_Problem_
Please return all of the data below word for word, leaving out the pictures.

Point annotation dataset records
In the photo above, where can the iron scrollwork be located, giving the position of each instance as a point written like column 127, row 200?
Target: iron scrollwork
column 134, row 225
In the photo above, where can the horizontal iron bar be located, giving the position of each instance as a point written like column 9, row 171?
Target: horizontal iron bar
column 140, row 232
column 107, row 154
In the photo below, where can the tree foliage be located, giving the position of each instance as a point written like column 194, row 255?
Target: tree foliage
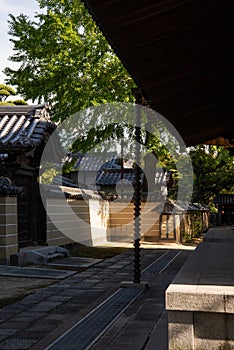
column 6, row 91
column 213, row 168
column 65, row 59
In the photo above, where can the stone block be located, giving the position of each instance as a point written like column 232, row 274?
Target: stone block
column 180, row 330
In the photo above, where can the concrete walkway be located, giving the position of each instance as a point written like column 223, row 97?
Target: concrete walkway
column 39, row 319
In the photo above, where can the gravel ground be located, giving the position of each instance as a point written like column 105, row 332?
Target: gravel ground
column 15, row 288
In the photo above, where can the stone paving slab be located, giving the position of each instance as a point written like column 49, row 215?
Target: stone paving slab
column 33, row 272
column 39, row 319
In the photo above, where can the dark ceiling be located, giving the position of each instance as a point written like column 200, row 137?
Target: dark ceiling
column 180, row 52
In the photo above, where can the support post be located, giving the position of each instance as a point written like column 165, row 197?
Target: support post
column 137, row 195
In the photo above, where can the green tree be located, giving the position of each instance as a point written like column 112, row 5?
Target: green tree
column 213, row 172
column 5, row 92
column 65, row 59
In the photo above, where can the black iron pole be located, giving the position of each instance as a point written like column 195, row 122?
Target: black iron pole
column 137, row 192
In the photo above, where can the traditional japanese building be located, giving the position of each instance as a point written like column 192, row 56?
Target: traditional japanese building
column 24, row 131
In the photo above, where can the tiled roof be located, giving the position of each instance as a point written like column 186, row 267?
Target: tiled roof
column 112, row 178
column 92, row 162
column 23, row 126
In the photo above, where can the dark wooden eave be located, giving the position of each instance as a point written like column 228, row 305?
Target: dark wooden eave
column 180, row 52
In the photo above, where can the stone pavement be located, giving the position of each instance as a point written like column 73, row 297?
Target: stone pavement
column 40, row 318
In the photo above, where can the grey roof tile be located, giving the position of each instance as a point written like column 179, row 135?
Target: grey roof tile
column 23, row 126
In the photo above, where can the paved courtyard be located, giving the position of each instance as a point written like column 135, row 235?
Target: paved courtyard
column 40, row 318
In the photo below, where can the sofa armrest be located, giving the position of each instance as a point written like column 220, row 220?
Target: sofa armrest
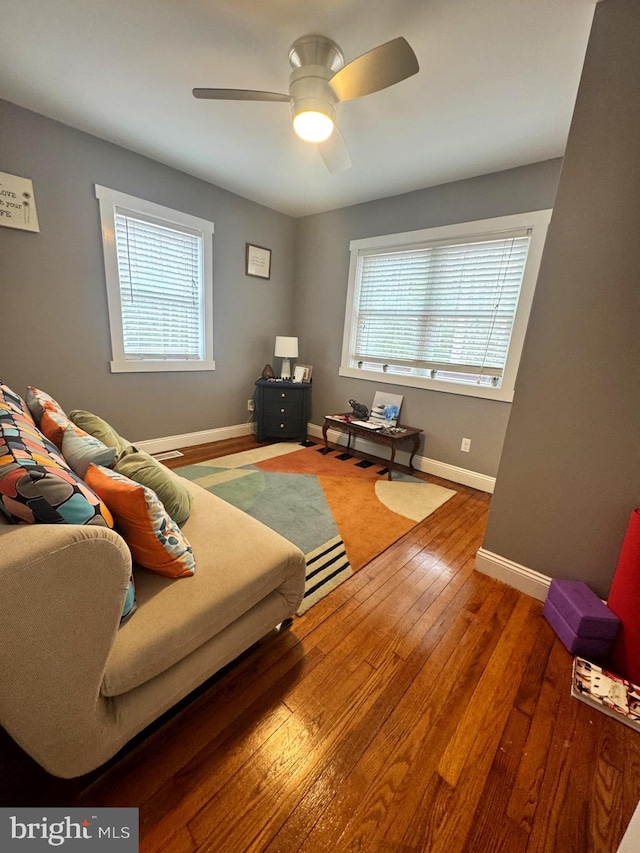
column 62, row 589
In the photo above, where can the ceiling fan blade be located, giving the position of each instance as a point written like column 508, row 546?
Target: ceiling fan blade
column 239, row 95
column 335, row 153
column 380, row 67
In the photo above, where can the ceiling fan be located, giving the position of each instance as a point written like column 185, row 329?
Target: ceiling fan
column 320, row 81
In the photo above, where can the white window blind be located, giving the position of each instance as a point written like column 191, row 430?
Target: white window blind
column 443, row 307
column 161, row 288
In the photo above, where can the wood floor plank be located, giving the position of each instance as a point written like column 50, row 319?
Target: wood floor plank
column 524, row 797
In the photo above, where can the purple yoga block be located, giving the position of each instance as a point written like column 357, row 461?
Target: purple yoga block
column 582, row 610
column 591, row 648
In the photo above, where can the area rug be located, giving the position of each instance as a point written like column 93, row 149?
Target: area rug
column 341, row 511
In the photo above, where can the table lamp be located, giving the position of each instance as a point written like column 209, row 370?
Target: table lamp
column 286, row 348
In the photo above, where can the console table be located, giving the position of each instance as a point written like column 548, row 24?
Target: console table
column 392, row 440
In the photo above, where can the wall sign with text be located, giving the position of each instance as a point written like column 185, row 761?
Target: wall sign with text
column 17, row 203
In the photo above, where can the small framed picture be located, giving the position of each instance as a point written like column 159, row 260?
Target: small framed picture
column 258, row 261
column 306, row 372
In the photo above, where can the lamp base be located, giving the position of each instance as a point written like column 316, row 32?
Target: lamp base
column 286, row 369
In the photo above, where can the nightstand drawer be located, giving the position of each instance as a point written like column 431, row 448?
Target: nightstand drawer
column 283, row 410
column 274, row 426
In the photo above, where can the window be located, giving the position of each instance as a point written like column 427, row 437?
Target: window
column 444, row 308
column 158, row 265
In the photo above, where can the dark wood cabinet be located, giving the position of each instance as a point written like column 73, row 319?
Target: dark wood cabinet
column 282, row 409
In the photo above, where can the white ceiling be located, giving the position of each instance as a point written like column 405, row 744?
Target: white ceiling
column 496, row 87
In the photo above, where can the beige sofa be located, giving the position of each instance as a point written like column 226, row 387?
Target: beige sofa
column 75, row 685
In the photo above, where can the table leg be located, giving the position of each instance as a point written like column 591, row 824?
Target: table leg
column 416, row 442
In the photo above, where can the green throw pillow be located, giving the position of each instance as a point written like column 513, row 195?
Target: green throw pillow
column 98, row 428
column 147, row 471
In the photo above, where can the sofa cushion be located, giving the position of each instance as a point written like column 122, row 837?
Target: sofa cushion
column 155, row 540
column 99, row 428
column 81, row 449
column 144, row 469
column 36, row 484
column 240, row 562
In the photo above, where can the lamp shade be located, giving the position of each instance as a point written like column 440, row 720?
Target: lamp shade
column 286, row 347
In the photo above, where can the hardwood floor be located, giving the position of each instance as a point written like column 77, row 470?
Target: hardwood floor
column 421, row 706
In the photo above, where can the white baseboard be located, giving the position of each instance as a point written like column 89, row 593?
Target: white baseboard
column 191, row 439
column 526, row 580
column 429, row 466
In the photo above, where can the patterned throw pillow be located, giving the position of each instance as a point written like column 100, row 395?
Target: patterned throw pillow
column 36, row 484
column 154, row 539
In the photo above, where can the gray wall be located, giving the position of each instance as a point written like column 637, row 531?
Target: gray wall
column 570, row 472
column 321, row 274
column 55, row 331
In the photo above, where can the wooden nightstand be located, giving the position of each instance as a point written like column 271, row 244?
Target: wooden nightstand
column 283, row 409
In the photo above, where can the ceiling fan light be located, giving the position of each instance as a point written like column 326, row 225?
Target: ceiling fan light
column 313, row 126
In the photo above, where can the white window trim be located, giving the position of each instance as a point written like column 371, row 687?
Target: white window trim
column 110, row 199
column 537, row 220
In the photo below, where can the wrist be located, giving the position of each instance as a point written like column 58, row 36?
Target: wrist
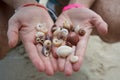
column 30, row 5
column 86, row 3
column 17, row 3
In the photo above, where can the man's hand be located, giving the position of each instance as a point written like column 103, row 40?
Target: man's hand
column 88, row 20
column 23, row 23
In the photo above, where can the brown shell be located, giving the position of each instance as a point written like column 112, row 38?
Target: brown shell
column 73, row 38
column 82, row 32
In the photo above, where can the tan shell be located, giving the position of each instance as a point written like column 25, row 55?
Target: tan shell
column 57, row 42
column 39, row 34
column 73, row 38
column 64, row 51
column 77, row 28
column 74, row 59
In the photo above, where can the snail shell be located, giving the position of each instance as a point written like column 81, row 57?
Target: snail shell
column 73, row 38
column 47, row 43
column 77, row 28
column 45, row 52
column 57, row 42
column 64, row 51
column 66, row 25
column 56, row 32
column 39, row 34
column 74, row 59
column 82, row 32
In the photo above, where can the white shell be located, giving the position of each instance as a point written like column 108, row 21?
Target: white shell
column 74, row 59
column 47, row 43
column 64, row 51
column 64, row 32
column 77, row 28
column 57, row 42
column 66, row 25
column 38, row 34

_Task output_
In the photo above, where can the iron scrollwork be located, giving the position of each instance as a point written like column 127, row 200?
Target: iron scrollwork
column 134, row 225
In the photo above, where can the horizontal iron bar be located, giving the position of each instance as a point written like column 9, row 171?
Target: horizontal iron bar
column 140, row 232
column 107, row 154
In the photo below, where can the tree foliage be located, giving the position of each instance as a point written like column 194, row 255?
Target: tree foliage
column 6, row 91
column 213, row 168
column 65, row 59
In the photo above, where can the stone block be located, giving the position of each instance as a point written like column 232, row 274?
Target: stone block
column 180, row 330
In the photo above, where can the concrete walkway be located, giving the position of each instance as a point written like column 223, row 97?
Target: concrete walkway
column 39, row 319
In the photo above, where can the gravel ground be located, giving the position of each instance as a point written like column 105, row 332?
Target: gravel ground
column 15, row 288
In the photo above, where can the stone paving slab be located, giving the position of each instance as a point written like column 49, row 215?
Target: stone paving slab
column 33, row 272
column 39, row 319
In the photo above, where can the dark ceiling be located, giving the position of each instance as a point written like column 200, row 137?
Target: dark ceiling
column 180, row 52
In the photo above, where can the support post be located, giving the position of each instance as a point written like column 165, row 197?
Target: support post
column 137, row 195
In the photo above, where can the green tree be located, giving the position of each instance as a point written like column 112, row 5?
Target: green tree
column 213, row 172
column 5, row 92
column 65, row 59
In the photo above, where can the black iron pole be located, giving the position of each instance as a point written like column 195, row 122?
Target: black iron pole
column 137, row 192
In the photo above, where can the traditional japanese building be located, giving the position of each instance as a point written like column 192, row 56?
Target: traditional japanese building
column 24, row 131
In the photo above, where can the tiled roof be located, giving the position of each instance as a point written like column 186, row 267?
Target: tiled roof
column 112, row 178
column 92, row 162
column 23, row 126
In the photo above, where can the dark wooden eave be located, giving the position of each instance as a point written like column 228, row 305?
Target: dark wooden eave
column 180, row 52
In the photo above, where can the stone pavement be located, giving the position of each instance as a point written like column 73, row 297?
Target: stone pavement
column 40, row 318
In the photo above, where can the grey roof tile be located, giving the position of each instance as a point written like column 179, row 135?
Target: grey roof tile
column 23, row 126
In the photo above, where can the paved courtyard be located, giving the position of each instance as a point written like column 135, row 235?
Target: paved courtyard
column 40, row 318
In the photo below, where can the sofa armrest be located, giving the position of each instance as a point written like column 220, row 220?
Target: sofa armrest
column 62, row 589
In the photo above, where can the ceiling fan blade be located, giving the position of each instance as a point written like column 508, row 546?
Target: ceiling fan blade
column 239, row 95
column 335, row 153
column 380, row 67
In the photo above, where can the ceiling fan be located, giving the position of each instance as a point written like column 185, row 329?
Target: ceiling fan
column 320, row 81
In the photo above, where can the white window blind be located, giving the position of each instance as a point written like column 191, row 430?
Target: white window blind
column 443, row 307
column 161, row 288
In the photo above, where can the wood floor plank be located, giving the position of each instance as a point written like column 50, row 319?
Target: wood floor plank
column 524, row 797
In the photo above, where can the purple yoga block be located, giving the position of each instance as a point written like column 357, row 461?
Target: purple yoga block
column 582, row 610
column 591, row 648
In the photo above, where can the area rug be located, giving the position of each instance as a point written like column 93, row 149?
Target: area rug
column 341, row 511
In the photo above, where can the table lamp be located, giving the position of each instance as a point written like column 209, row 370?
Target: table lamp
column 286, row 348
In the photo above, where can the console table be located, giving the position of each instance as a point written like column 548, row 24?
Target: console table
column 392, row 440
In the photo above, where can the wall sign with text be located, giving the position of each instance as a point written like column 185, row 761?
Target: wall sign with text
column 17, row 203
In the photo above, where can the small framed picture be located, giving the position of each instance as a point written like column 159, row 260?
Target: small framed picture
column 258, row 261
column 306, row 372
In the photo above, where can the lamp base be located, giving the position of each instance as a point written like column 316, row 32?
Target: lamp base
column 286, row 369
In the photo above, where can the nightstand drawer be located, giving the position of each instance as a point written like column 431, row 448?
Target: nightstand drawer
column 283, row 410
column 274, row 426
In the photo above, where can the window be located, giving the position of each instance as a point written like column 427, row 437?
Target: window
column 444, row 308
column 158, row 265
In the photo above, where can the dark wood cabinet be located, giving the position of each instance as a point written like column 73, row 319?
Target: dark wood cabinet
column 282, row 409
In the photo above, where can the white ceiling be located, giving the position of each instance as a point written like column 405, row 744?
Target: white ceiling
column 496, row 87
In the photo above, where can the beige sofa be located, giving the position of each instance as a point written like column 226, row 387?
Target: beige sofa
column 75, row 685
In the photo above, where can the table leg be located, giving the position of each instance as a point written like column 591, row 824?
Target: table leg
column 416, row 442
In the photo above, where can the green throw pillow be located, giving the position of each instance as a point written like column 513, row 195?
Target: green throw pillow
column 98, row 428
column 147, row 471
In the photo above, where can the sofa cushion be located, giving the position of each instance as a point written like column 122, row 837?
Target: sofa cushion
column 155, row 540
column 99, row 428
column 81, row 449
column 144, row 469
column 36, row 484
column 240, row 562
In the photo above, where can the lamp shade be located, giving the position of each instance as a point written like column 440, row 720?
Target: lamp shade
column 286, row 347
In the photo above, where can the hardwood floor be located, giving the position of each instance as a point written like column 77, row 470?
Target: hardwood floor
column 421, row 706
In the photo above, where can the white baseboard be located, giving the position of each instance as a point written like column 89, row 593?
Target: white baseboard
column 191, row 439
column 526, row 580
column 429, row 466
In the photo above, where can the patterned throw pillow be located, giving the position of each instance as a point written like column 100, row 395?
Target: patterned throw pillow
column 36, row 484
column 154, row 539
In the photo above, where can the gray wall be located, giving the position of each instance as a point written like column 637, row 531?
Target: gray wall
column 570, row 472
column 321, row 274
column 55, row 331
In the photo above, where can the wooden nightstand be located, giving the position of each instance as a point written like column 271, row 244?
Target: wooden nightstand
column 283, row 409
In the photo above, where can the ceiling fan light be located, giving the position of each instance as a point written like column 326, row 225?
Target: ceiling fan light
column 313, row 126
In the photo above, where can the white window trim be located, giving the position of each instance as a point written like column 371, row 687?
Target: white window trim
column 110, row 199
column 537, row 220
In the photo below, where can the wrist be located, giving the position of each instance as a point written like column 58, row 36?
Target: wrist
column 30, row 5
column 86, row 3
column 17, row 3
In the photo above, where can the man's hand be located, giving the position of each instance as a point written like column 103, row 40?
Target: man's hand
column 88, row 20
column 23, row 23
In the photo above, where can the brown shell be located, giving the position of each instance as a point written like column 112, row 38?
Target: brown shell
column 73, row 38
column 82, row 32
In the photo above, where can the tan shell be located, giving the position of each instance as a point written like column 25, row 55?
Target: tan shell
column 57, row 42
column 39, row 34
column 73, row 38
column 64, row 51
column 77, row 28
column 74, row 59
In the photo above, where can the snail shell be located, giving the position of each instance as a point written like column 81, row 57?
Target: snail shell
column 73, row 38
column 47, row 43
column 77, row 28
column 45, row 52
column 57, row 42
column 64, row 51
column 66, row 25
column 56, row 32
column 39, row 34
column 74, row 59
column 82, row 32
In the photo above, where can the white shell be located, giving the position of each instance as a point written like column 108, row 21?
Target: white shell
column 74, row 59
column 47, row 43
column 64, row 51
column 64, row 32
column 77, row 28
column 57, row 42
column 66, row 25
column 38, row 34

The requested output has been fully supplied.